PAGE:

● ● ●

Vicknesh Rethinavelu

Vicknesh Rethinavelu

Cloud Operations Engineer | Platform Engineering Specialist

9+ Years Experience | CKA 91% | Multi-Cloud Expert

Professional Summary

Senior Cloud Platform Engineer with 9+ years of experience specializing in cloud infrastructure, container orchestration, and platform engineering. Proven track record of optimizing infrastructure costs (₹10L+ annual savings) while improving performance (10X compression ratios, 5K+ logs/sec throughput). Expert in Kubernetes (CKA/CKAD certified - 91% score), multi-cloud environments (AWS, GCP, Azure), and building self-service developer platforms. Led critical infrastructure migrations and automation projects reducing manual work by 38%. Published technical thought leadership on Medium.

Key Achievements

38%

Manual Work Reduced

MongoDB Automation Platform

₹10L+

Annual Cost Savings

ClickHouse Migration

100+

Developers Enabled

Project Blackbox Platform

91%

CKA Score

Top 9th Percentile

Work Experience

Cloud Operations Engineer

MongoDB | Dec 2023 - Present (2 years)

Platform Engineering Projects:

  • Automated Infrastructure Issue Resolution: Built a Golang service reducing 38% manual work by categorizing issues, comparing cluster goal vs current state, and auto-applying playbook fixes. Stack: Go, RabbitMQ, MongoDB, Jira APIs, Kubernetes, Prometheus, Grafana, Splunk
  • Gateway Service Migration: Eliminated RabbitMQ dependency by building a single gateway endpoint with MongoDB Changestreams and Temporal framework, reducing race conditions and alert processing time. Implemented idempotent workflows
  • Proactive Cloud Outage Detection: Engineered multi-source correlation system using sliding window algorithm with 1-hour lookback for confidence scoring. Auto-creates incidents from Prometheus alerts, correlating cluster signals and cloud provider health dashboards

Atlas Infrastructure Operations:

  • Handle Atlas infrastructure issues from Go planner automations across AWS, GCP, and Azure
  • Coordinate with cloud providers for RCA and analysis, resolve integration issues proactively
  • Perform operational actions (MongoDB resync, cluster maintenance), prevent customer impact through proactive alerts

Senior DevOps Engineer

NoBroker.com | Aug 2021 - Dec 2023 (2 years 5 months)

● ● ●

Records from a data source:
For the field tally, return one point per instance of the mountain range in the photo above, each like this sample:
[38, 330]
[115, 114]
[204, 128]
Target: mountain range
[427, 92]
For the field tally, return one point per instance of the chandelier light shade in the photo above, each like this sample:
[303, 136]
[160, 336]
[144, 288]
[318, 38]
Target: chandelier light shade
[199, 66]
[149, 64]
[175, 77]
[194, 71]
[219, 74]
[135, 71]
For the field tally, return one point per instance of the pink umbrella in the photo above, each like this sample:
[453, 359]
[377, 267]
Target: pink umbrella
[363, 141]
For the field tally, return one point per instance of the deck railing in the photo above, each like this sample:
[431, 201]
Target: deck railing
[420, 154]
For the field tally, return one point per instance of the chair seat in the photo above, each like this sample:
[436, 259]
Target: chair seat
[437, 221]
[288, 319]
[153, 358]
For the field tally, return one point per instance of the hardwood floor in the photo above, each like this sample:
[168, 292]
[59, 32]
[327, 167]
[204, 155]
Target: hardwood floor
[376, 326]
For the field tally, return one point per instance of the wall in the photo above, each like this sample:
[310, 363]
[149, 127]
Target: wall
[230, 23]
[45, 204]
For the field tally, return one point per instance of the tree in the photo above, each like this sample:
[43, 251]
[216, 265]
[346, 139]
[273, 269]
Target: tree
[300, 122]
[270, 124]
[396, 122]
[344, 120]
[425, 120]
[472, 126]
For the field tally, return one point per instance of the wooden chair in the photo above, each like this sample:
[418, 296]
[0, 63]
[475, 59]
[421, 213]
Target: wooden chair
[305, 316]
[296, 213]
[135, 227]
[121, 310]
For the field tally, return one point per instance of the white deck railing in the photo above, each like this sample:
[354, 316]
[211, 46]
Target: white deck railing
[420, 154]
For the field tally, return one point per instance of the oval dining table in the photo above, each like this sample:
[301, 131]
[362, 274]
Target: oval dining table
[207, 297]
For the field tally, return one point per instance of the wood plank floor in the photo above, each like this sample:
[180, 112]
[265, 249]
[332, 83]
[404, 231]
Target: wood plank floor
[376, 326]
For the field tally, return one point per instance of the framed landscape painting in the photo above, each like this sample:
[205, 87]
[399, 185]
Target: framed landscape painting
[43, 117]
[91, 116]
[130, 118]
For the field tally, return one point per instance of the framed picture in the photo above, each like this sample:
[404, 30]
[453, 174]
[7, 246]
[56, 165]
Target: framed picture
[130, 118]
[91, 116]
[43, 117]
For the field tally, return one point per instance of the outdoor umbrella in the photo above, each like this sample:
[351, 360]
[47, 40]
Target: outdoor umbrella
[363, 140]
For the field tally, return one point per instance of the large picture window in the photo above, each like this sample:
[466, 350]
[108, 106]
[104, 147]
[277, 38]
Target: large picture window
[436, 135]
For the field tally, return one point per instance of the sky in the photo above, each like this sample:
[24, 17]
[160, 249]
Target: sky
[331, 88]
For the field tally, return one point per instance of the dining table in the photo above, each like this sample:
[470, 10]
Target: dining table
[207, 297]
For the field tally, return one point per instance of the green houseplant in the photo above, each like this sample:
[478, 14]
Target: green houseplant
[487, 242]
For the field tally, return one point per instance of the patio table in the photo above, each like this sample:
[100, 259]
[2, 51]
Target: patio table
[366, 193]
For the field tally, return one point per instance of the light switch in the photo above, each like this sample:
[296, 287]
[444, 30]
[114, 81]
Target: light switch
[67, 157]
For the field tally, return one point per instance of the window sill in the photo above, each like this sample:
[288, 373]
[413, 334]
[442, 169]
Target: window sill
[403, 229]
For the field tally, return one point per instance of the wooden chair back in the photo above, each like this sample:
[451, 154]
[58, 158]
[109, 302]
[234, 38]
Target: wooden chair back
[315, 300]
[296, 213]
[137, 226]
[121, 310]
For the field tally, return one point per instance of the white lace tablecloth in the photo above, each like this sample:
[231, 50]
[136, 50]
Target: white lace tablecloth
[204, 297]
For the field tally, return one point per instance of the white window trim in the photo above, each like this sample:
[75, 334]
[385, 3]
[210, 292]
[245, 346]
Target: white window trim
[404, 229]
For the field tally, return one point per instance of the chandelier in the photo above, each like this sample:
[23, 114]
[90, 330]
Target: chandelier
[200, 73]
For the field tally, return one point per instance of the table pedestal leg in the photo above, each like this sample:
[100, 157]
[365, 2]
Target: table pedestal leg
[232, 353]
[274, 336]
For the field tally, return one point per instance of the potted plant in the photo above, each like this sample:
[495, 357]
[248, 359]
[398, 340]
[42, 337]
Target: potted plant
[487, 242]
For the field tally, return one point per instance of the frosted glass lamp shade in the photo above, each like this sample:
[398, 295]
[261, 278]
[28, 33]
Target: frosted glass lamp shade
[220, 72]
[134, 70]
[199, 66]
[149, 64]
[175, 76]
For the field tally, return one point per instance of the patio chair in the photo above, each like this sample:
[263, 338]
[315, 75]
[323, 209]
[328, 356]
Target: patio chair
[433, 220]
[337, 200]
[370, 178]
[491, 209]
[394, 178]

● ● ●

Give a two-sentence summary of the résumé at the top of the page.

Vicknesh Rethinavelu is a cloud platform engineer with more than nine years of experience, a 91% CKA score, and expertise in Kubernetes and multi-cloud environments spanning AWS, GCP, and Azure. Since December 2023, Vicknesh Rethinavelu has worked as a Cloud Operations Engineer at MongoDB, where projects include a Golang service that cut manual work by 38%, after serving as a Senior DevOps Engineer at NoBroker.com from August 2021 to December 2023.